▼

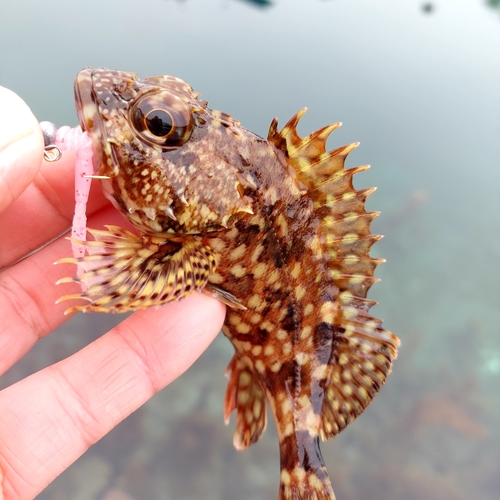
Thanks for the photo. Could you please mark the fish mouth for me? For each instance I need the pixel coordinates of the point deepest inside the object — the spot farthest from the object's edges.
(87, 109)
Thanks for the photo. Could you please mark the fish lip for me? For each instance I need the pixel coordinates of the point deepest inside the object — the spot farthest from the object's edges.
(87, 110)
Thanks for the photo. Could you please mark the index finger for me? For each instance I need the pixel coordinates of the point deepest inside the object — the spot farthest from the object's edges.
(21, 147)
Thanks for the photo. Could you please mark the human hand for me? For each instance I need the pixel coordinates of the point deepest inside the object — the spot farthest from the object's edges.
(52, 417)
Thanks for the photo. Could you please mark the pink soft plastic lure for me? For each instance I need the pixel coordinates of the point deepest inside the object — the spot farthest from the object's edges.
(74, 139)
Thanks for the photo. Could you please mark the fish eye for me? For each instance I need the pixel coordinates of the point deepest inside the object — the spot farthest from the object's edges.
(159, 122)
(162, 119)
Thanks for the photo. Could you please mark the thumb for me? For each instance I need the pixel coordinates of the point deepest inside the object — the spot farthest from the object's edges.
(21, 147)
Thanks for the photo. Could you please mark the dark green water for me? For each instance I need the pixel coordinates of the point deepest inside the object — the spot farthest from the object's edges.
(419, 88)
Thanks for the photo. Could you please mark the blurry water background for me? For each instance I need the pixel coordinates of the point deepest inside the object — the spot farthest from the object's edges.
(418, 83)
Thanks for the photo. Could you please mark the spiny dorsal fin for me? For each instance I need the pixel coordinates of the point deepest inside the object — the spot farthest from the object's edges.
(364, 351)
(125, 273)
(346, 236)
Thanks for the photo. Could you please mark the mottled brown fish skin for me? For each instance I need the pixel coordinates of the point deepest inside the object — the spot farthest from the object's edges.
(274, 228)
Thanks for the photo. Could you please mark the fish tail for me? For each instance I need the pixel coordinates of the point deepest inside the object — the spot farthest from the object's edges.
(303, 472)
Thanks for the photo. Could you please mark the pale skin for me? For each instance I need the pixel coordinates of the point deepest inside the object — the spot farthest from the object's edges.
(52, 417)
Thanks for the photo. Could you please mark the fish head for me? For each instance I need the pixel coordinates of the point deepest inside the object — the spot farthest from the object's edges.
(171, 164)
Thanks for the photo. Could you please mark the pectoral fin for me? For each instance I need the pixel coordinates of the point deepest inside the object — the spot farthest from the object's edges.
(125, 272)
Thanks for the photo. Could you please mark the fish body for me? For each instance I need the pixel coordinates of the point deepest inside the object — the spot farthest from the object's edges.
(272, 227)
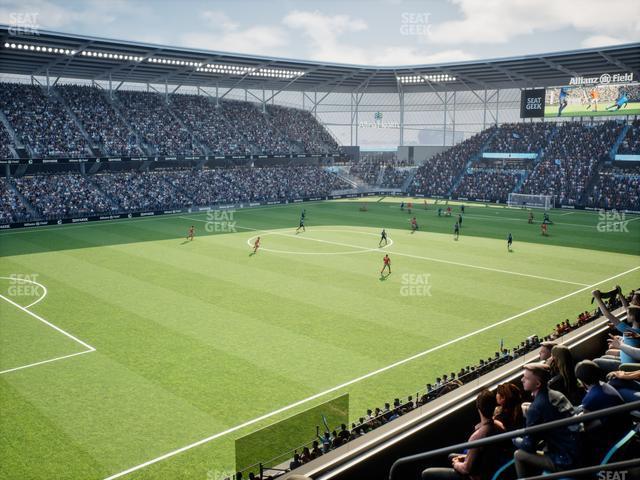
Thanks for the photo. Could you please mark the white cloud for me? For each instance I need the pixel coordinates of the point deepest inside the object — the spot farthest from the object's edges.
(218, 19)
(601, 41)
(325, 33)
(49, 15)
(498, 21)
(259, 40)
(392, 56)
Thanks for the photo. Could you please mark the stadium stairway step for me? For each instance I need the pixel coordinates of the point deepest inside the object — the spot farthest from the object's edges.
(96, 151)
(115, 104)
(343, 174)
(12, 134)
(32, 210)
(595, 174)
(618, 142)
(521, 180)
(380, 177)
(407, 181)
(299, 146)
(460, 176)
(195, 138)
(179, 189)
(114, 203)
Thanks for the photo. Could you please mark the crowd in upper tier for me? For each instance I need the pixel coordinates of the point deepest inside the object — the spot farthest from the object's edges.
(78, 121)
(72, 195)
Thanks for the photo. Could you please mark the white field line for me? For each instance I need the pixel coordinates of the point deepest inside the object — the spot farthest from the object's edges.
(431, 259)
(88, 347)
(356, 380)
(126, 221)
(44, 289)
(514, 219)
(46, 361)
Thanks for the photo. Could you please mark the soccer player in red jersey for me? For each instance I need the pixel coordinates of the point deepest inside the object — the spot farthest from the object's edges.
(387, 264)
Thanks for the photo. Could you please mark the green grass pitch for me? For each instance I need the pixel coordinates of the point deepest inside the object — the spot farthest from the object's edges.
(195, 339)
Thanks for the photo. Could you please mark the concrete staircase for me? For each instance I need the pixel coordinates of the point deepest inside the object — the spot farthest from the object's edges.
(32, 210)
(195, 138)
(96, 151)
(618, 142)
(117, 108)
(407, 181)
(114, 203)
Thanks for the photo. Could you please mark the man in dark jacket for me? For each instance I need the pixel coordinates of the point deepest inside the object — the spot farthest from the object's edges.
(559, 446)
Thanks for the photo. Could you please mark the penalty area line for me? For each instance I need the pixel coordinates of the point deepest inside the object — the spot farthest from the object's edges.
(355, 380)
(88, 347)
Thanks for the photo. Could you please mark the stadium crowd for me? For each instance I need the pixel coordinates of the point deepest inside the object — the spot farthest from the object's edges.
(570, 161)
(437, 176)
(41, 122)
(209, 125)
(366, 171)
(488, 184)
(226, 186)
(60, 196)
(5, 143)
(302, 127)
(631, 142)
(558, 386)
(13, 208)
(150, 117)
(520, 137)
(68, 195)
(105, 128)
(616, 188)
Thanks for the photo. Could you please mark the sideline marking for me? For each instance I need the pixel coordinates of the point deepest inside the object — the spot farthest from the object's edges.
(88, 347)
(355, 380)
(438, 260)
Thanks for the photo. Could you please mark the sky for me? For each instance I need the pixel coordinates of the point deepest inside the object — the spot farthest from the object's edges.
(376, 32)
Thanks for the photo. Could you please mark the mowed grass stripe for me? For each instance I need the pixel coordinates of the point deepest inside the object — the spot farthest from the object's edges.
(156, 384)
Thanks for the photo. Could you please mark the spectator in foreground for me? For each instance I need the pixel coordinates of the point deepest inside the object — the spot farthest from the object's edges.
(545, 350)
(602, 433)
(565, 381)
(560, 444)
(509, 410)
(614, 359)
(477, 463)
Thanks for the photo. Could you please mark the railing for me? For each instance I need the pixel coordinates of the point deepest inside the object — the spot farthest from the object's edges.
(495, 439)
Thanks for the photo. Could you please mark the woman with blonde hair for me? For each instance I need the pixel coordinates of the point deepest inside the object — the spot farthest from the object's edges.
(509, 409)
(564, 380)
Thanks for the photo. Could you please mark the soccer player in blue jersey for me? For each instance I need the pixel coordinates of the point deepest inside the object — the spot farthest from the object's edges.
(621, 101)
(301, 226)
(383, 236)
(562, 100)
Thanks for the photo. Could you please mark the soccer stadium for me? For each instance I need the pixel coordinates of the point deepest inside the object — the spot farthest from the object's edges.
(265, 250)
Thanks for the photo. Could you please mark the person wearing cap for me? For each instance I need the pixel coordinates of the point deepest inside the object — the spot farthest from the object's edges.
(545, 351)
(602, 433)
(560, 444)
(631, 332)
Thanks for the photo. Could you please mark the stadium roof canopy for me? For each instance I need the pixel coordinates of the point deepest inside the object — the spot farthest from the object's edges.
(43, 53)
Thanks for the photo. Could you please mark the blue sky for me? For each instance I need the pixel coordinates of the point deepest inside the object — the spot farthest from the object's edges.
(383, 32)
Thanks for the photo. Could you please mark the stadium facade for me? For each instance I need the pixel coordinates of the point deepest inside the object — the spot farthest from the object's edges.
(373, 107)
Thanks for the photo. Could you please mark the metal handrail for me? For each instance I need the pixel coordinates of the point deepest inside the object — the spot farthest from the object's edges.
(581, 471)
(627, 407)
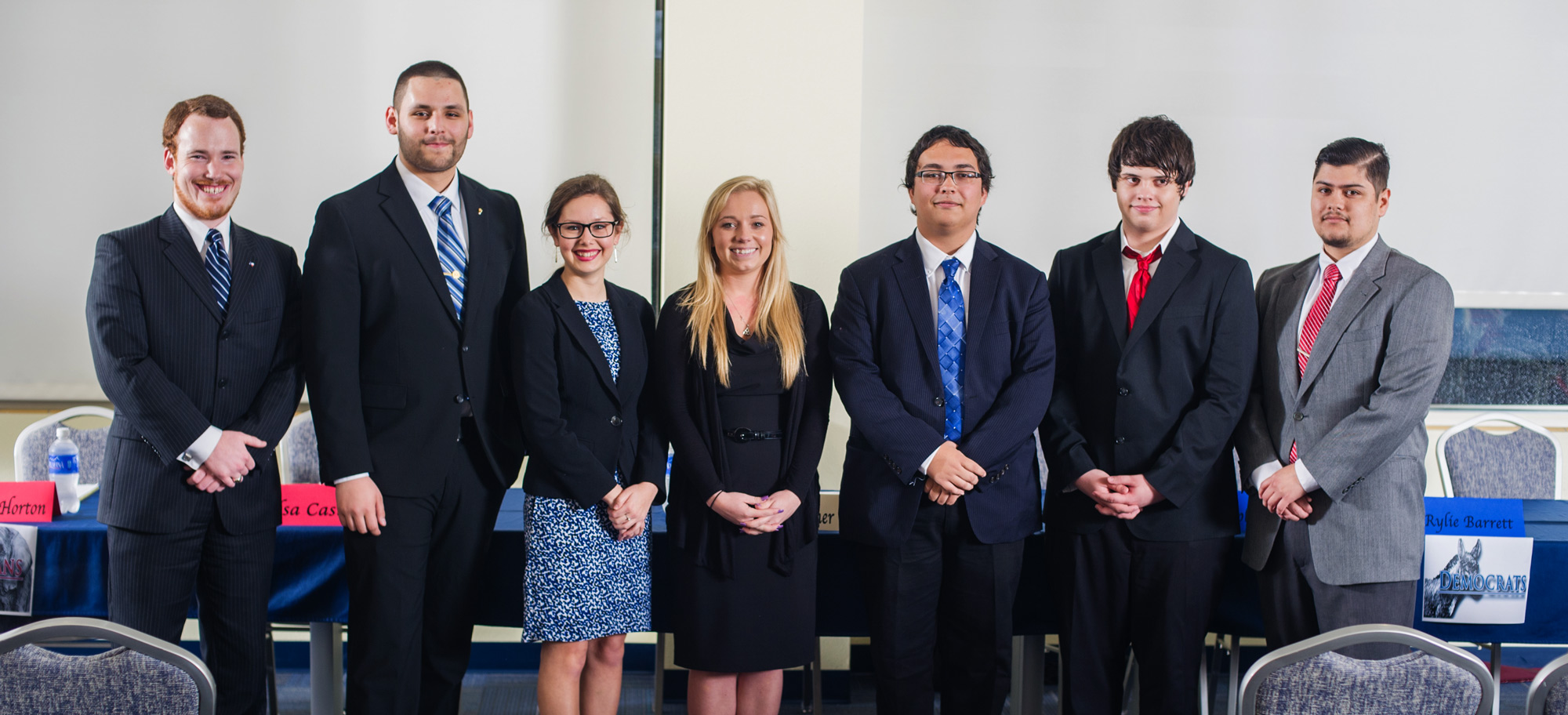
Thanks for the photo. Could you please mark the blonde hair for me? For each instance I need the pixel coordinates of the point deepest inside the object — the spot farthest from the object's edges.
(777, 314)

▲

> **YOUR GOAL**: Go through the entries above and print each one exactly, minus the pictures.

> **ANSWER BELOW**:
Thanks for the photo. Could you please mark the fish mouth for me? For each instance I need the pixel coordinates of the point deepest inside the object — the spot farthest from the object's edges.
(87, 109)
Thanks for the photo. Could you please mark the fish lip for me? For each instance I need the pixel coordinates of the point deepest inside the object — the spot farthest from the object's edges.
(87, 110)
Thanks for the photo. Could you please mark the index finger for me? For each instance I need the pixel coordinates of the point deepest inside the object — the spot farthest from the object's edges.
(21, 147)
Thanks for the photo. Could you please mark the human hand for me? For each instance I need the pixel coordinates of the point deepest inside the object — the spot farthest from the object's edges.
(52, 417)
Thanks for the photo. Could you please mark the pink soft plastic lure for me? For each instance I need the pixel coordinates of the point deepest inside the object — the spot farthest from the object's edges.
(74, 139)
Thanks for the photo. Could you please mark the fish eye for me? For each instance I need the pixel coordinates of the point deepest inside the object — the spot farthest from the object's edges.
(159, 122)
(162, 119)
Thanks for the photo. Could you please mark the thumb for me? For each instance I need the pixel coordinates of the point deepest inside the object — the spot farthest from the object's edges.
(21, 147)
Thanks for the photo. Could you please mark the dark green water for me? For each instance I need the pixel coordinates of the point deepest inside the object — the spot farthest from the object's edges.
(419, 88)
Thanks for the photo. Could you please mark the blurry water background for me? For each instance I need the pixel coordinates of the point deepest inside the object — the spot farthest from the object's edges.
(418, 83)
Thanks for the photo. Could you please mark the spiny dorsal fin for me? For each instance I need the pixel coordinates of the point deepest inside the object — the spot farthest from the object's edges.
(364, 351)
(125, 273)
(346, 236)
Thanks for the photo. Could you please mark the mottled brown fish skin for me? For each instance I need the pixel coordinates of the point deepest inside the object — the spot farthest from the object's edges.
(274, 228)
Thanks for the photo. Could you please mark the fish tail for me? For each instance I need the pixel coordinates of the point deepest inside the object — the spot farthest from the object's edges.
(303, 472)
Thanks for the photo. Could you please mark the pale skin for me? For each instance I need the pixel coordinates of the point deepest inside the object — the spot farthest from the object's edges.
(52, 417)
Thanks for the photo. Could you please mark the fish head for me? For each instance I need the pixel coordinates of the point deepest inside the object — the spot farthest from the object's edges.
(171, 164)
Thanks for the photo. Could you please mark the pectoral fin for me? For each instance I need the pixel coordinates of the point deepest inside the object — the spot farthest from the object's edges.
(125, 272)
Thanks for the photo. Could you please mark the fish body for me? For each instance I need the pixel coordinates of the point deepest inside the object — the spot farthest from the object's edges.
(272, 227)
Thanks for the photo. Could you please mark the white cloud for me? For each instance I need the pixel coordinates of the point deepest inside the object — the spot farthest from the object's edges.
(218, 19)
(601, 41)
(325, 33)
(49, 15)
(498, 21)
(259, 40)
(392, 56)
Thanks for the photo. Could you please mark the stadium stairway step for me? For each instance I need the pixel coordinates of the point deepest inside the object — the spot farthest from the object's edges.
(96, 151)
(115, 104)
(343, 174)
(12, 134)
(32, 210)
(595, 174)
(618, 142)
(521, 180)
(380, 177)
(407, 181)
(299, 146)
(460, 176)
(195, 138)
(179, 189)
(114, 203)
Thanks for the photo. Could you please mark the crowd in upper tier for me? For each instance I need the pixel coordinates of the point deepest inside the object — the spot farthest from the object's edges.
(78, 121)
(72, 195)
Thanks for the photo. Could you please mark the white field line for me? For each instance I need the pixel coordinates of the point deepest inside the object — the spot farthest from the object's edges.
(431, 259)
(88, 347)
(356, 380)
(126, 221)
(44, 289)
(514, 219)
(46, 361)
Thanks for the photo. Could you please mark the soccer player in red jersey for me? For each instance I need the pixel coordinates of the point deepest inside the object — the spot farthest from the object's edges.
(387, 264)
Thanks for the photo. Could you please mark the green grass pitch for me? For each instance I need the pixel coordinates of the point deepest inside the object — the spot farthest from the object's edges.
(195, 339)
Thanks for the photo. Could you please mark the concrete staircase for me? For each instance I need the pixel coordinates of the point deepest inside the object — the spot farthest from the object's edges.
(32, 210)
(195, 138)
(96, 151)
(618, 142)
(117, 108)
(407, 181)
(114, 203)
Thanks for the photo. Could you please mark the man in dark jacket for me? For each instance I need the pixel coordinates of the point deepest inside the object — the spot farthest from the object's edges.
(559, 446)
Thanks for the photo. Could you please mark the penalty area line for me? For each instance I need the pixel coordinates of the point deepest inside the object — the spot farthest from the object's edges.
(355, 380)
(88, 347)
Thanks for the photo. Could you please mark the stadium crowd for me? For each instance I need the pixel coordinates of the point deepest inside the object — the spot farthest from the object's edges.
(570, 161)
(437, 176)
(41, 122)
(209, 125)
(366, 171)
(488, 184)
(226, 186)
(60, 196)
(5, 143)
(302, 127)
(631, 142)
(558, 386)
(13, 208)
(150, 117)
(520, 137)
(68, 195)
(105, 128)
(616, 188)
Thanks for the photo. Could you please mark the sideline marking for me? For each instance I need the pixel coordinates of the point deepest inside the object — the spot farthest from the object's edges.
(88, 347)
(355, 380)
(438, 260)
Thanks for the photo. Could you please mark the sky for me? For each instance I need the pixel coordinates of the point deepest inside the object — the spot farthest from the object's edges.
(376, 32)
Thanks for the photo. Could you please mark the mowed grass stripe for me? For each instance I need the pixel coordinates of the point deepest inside the object — the spot farthest from the object's edges.
(156, 384)
Thanks for the photo. Could you please mark the spectator in foreground for me? For each instance I need the pixel coordinates of the point deepest inside the object — the spot farthest from the object's edges.
(545, 350)
(602, 433)
(565, 381)
(560, 444)
(509, 410)
(614, 359)
(477, 463)
Thanks for the photo. Could you please mark the railing for me? For each instance I need the pixel coordinates of the point deepest inside the object — the spot farthest from the object's edges.
(495, 439)
Thanks for the photo. Could you please mark the woman with blonde hair for me? For each instance I need the pixel coordinates of the point deepest inside the object — the spot farthest from the object's edges.
(509, 409)
(564, 380)
Thanks for the photo. Could you please mark the soccer player in blue jersey for me? For each instance I need the pixel coordinates of the point deepest inside the object — the spot farthest from the object's edges.
(621, 101)
(301, 226)
(383, 236)
(562, 100)
Thanks for the photo. Could you please mark the soccer stadium for me? For each instance I need the pixel coordinates of the point deepest inside the object — the spot farthest from the object's edges.
(265, 250)
Thanks for the photo. Could you please mark the person wearing cap for me? For each instance I need the pixel coordinates of the point deepest inside the object — the spot farthest from the object's edges.
(545, 351)
(602, 433)
(560, 444)
(631, 332)
Thanks for the photo. Could you please mark the stadium roof canopy for me? For each instance I need the pixel coordinates of the point deepest inside the object — the spot farthest from the object's edges.
(43, 53)
Thanks for the photo. Could you please mark the blue sky for me? For each instance I need the pixel coordinates of the point deepest inside the object — the spot farthest from the object's edges.
(383, 32)
Thanks for the photo. Could you please mark the stadium facade for me? For each instance I need the pixel coordinates of the point deepest inside the object — the spot farthest from the object's edges.
(373, 107)
Thanks for the photo. Could you please mark the metal handrail for me? For each instance I need the pixel coordinates of the point deepest inside the object — the spot farthest from the object's edges.
(581, 471)
(627, 407)
Thanks for the photo. Could you please mark the blonde hair for me? For each instance I need the pixel coordinates of the point deepest inside the object — the spot farthest from the object's edges.
(777, 314)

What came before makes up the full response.